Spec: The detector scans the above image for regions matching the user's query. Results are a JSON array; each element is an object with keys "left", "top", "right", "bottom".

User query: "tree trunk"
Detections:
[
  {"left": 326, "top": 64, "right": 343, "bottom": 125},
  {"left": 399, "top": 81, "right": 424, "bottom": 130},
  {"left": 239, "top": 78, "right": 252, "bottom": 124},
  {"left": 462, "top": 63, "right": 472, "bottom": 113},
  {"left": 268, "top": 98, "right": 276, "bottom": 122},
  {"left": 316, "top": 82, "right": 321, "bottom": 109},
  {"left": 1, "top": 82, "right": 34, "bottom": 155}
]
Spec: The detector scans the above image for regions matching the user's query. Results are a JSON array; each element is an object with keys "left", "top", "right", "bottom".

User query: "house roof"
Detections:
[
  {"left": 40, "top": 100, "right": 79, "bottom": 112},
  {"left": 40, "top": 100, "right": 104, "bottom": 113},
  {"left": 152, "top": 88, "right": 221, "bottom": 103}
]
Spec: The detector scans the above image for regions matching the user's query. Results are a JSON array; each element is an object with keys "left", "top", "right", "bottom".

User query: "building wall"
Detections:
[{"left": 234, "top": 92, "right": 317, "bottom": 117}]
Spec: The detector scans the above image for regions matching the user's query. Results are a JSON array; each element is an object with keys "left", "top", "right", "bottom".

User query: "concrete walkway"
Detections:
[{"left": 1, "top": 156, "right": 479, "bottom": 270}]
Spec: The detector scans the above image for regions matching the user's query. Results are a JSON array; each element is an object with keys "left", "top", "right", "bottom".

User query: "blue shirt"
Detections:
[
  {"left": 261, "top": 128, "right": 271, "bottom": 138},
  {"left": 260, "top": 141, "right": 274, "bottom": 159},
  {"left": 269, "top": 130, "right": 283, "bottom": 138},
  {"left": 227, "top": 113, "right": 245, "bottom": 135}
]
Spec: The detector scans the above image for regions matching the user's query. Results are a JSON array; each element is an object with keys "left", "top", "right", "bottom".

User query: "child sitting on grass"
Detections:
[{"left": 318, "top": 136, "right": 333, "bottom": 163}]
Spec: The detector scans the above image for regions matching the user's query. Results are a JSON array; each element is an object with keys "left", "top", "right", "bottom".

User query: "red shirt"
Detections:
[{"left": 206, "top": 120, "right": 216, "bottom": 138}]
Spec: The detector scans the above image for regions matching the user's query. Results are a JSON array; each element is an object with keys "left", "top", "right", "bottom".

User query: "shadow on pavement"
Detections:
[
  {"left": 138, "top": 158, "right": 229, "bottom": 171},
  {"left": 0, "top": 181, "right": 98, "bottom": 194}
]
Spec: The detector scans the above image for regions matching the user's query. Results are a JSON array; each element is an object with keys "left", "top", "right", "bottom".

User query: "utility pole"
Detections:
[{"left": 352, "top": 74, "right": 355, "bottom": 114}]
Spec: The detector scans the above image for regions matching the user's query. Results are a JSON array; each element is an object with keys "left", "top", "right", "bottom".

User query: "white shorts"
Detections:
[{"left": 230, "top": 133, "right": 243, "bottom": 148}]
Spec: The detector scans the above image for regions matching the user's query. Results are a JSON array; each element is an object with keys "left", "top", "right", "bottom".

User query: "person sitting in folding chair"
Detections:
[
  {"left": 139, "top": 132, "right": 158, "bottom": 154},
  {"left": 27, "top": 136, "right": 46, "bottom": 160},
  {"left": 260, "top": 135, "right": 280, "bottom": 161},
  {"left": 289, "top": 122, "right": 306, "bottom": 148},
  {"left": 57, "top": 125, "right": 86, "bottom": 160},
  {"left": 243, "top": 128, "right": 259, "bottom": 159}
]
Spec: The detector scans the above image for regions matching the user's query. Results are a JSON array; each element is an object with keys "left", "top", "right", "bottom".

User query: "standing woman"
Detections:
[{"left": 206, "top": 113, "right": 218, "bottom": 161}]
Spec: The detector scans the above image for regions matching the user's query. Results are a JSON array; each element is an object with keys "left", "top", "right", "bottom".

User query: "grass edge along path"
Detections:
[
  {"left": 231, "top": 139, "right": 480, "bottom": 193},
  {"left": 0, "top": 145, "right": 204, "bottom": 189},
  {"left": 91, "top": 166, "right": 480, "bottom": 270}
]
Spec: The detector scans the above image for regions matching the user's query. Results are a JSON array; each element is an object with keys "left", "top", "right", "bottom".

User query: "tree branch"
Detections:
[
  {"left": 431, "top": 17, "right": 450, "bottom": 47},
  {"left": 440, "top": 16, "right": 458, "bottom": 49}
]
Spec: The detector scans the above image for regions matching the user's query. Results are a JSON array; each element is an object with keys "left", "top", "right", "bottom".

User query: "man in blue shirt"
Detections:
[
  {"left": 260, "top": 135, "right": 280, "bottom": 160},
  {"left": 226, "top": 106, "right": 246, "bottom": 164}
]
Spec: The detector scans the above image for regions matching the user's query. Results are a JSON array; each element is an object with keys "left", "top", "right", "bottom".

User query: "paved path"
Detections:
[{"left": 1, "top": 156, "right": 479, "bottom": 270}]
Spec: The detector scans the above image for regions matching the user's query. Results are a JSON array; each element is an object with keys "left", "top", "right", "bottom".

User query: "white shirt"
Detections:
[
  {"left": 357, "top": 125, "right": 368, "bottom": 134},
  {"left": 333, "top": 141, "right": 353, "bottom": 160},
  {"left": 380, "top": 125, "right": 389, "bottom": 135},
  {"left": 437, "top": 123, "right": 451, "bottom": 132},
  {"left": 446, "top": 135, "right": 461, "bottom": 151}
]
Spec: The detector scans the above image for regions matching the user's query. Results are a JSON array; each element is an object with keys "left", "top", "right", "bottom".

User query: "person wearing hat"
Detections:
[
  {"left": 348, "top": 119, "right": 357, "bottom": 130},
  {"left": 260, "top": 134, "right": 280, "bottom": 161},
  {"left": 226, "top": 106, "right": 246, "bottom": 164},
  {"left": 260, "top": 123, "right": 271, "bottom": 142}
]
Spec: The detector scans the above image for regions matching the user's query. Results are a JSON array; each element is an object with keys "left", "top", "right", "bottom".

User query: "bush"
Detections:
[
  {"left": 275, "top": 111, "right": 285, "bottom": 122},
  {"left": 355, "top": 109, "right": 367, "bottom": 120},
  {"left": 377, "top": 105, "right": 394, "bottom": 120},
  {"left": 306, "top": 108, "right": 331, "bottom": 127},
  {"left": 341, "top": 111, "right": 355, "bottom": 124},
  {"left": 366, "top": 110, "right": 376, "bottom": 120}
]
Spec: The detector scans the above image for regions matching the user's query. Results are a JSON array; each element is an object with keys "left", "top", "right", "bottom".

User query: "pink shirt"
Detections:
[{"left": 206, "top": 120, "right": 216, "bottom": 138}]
*****
For the string "tree", show each line of the listing where it appears.

User query: "tree trunk"
User query: "tree branch"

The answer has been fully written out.